### [Task prompt]
Reproduce word for word the part of the passage on biblical marriage imagery from "This covenant is" to "with Hebrew custom.".

### [Supplied passage]
>>>

“And when I passed by again, I saw that you were old enough for love. So, I wrapped my cloak around you to cover your nakedness and declared my marriage vows. I made a covenant with you… and you became mine.” (Ezekiel 16:8, NLT)
The entire narrative of the Bible is encapsulated in the story of two marriages: God the Father to the nation of Israel and Jesus Christ to the Church. From Genesis to Revelation, matrimonial imagery is woven throughout scripture. It lives in the declarations of the prophets, in the poetry of Solomon, in the description of the Rapture; even the Last Supper is awash with matrimonial language and ritual.
In the Old Testament, God pledged Himself to Israel, but she proved an unfaithful bride. In her idolatry and sin, she played the harlot. Israel sought other gods, refused to obey the law, and turned away from the God who promised to be her protector. God used Hosea’s life to illustrate the broken marriage of the Lord to His people. Under His direction, Hosea married a promiscuous woman, put her away by divorce for the adultery she committed, then restored their union and became her husband once more. In the same way, the Lord has given Israel a certificate of divorce and sent her away for her adultery, but He promises that their union will be restored through a new covenant.
This covenant is not with Israel herself but is of her house; it is the Church. As Israel is of the Old Jerusalem, so the Church is of the New. And God is no longer the groom; it is now Christ who pursues the bride, doing so in accordance with Hebrew custom.
In the Hebrew tradition, betrothal ceremonies were deeply ritualistic. Historically, a Jewish groom would travel from his father’s house to that of his prospective bride to initiate the betrothal. He presented a marriage contract, or “bride price”, to the intended bride and her father; if she accepted, she took a sip from a cup of wine the groom offered to her. After that, the groom would announce, “I am going to prepare a place for you,” and take leave of his betrothed for months or even years.
In this time of separation, the groom built a dwelling for his bride as an addition to the father’s home while the woman awaited his return in her hometown, her face covered by a veil to mark her as the betrothed. It was only through an intermediary that the bride and the groom could speak with each other. The engagement period was complete only when the father set his mark of approval upon the dwelling place; then, the groom would return to his bride, surrounded by a triumphant wedding party, and the bride, not having known the day or time he would return, would immediately leave her home and go to her husband. The groom would bring her to their dwelling for the consummation of the marriage, followed by seven days of feasting and celebration.
And this is just how Christ, the Bridegroom, pursues His Beloved. Jesus left His Father’s home to offer His own body as the bride price. He set this proposal before his followers, the first members of His Church, saying, “this is My blood of the covenant” and they drank from it. Then He declares, “And if I go and prepare a place for you, I will come back and take you to be with me that you also may be where I am” (John 14:3). During this engagement period, the Church is given an intermediary, the Holy Spirit, to communicate with the Bridegroom while they are separated. And it is for none but the Father to know the when the dwelling place is complete and the Bridegroom will return for the consummation. So we, the bride bought with the blood price, await the Bridegroom in eager expectation until the day He returns in glory to bring us home for the marriage celebration of the Lamb.

<<<

### [The data]

>>>

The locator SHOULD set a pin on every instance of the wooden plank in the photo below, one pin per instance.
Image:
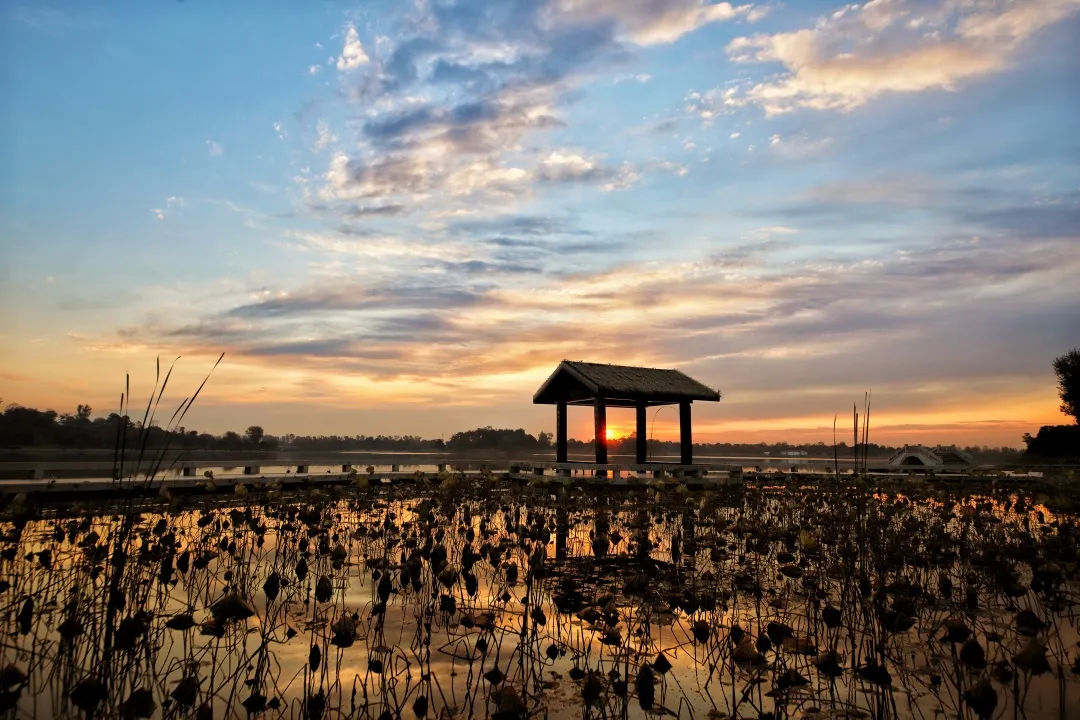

<<<

### [Answer space]
This covenant is not with Israel herself but is of her house; it is the Church. As Israel is of the Old Jerusalem, so the Church is of the New. And God is no longer the groom; it is now Christ who pursues the bride, doing so in accordance with Hebrew custom.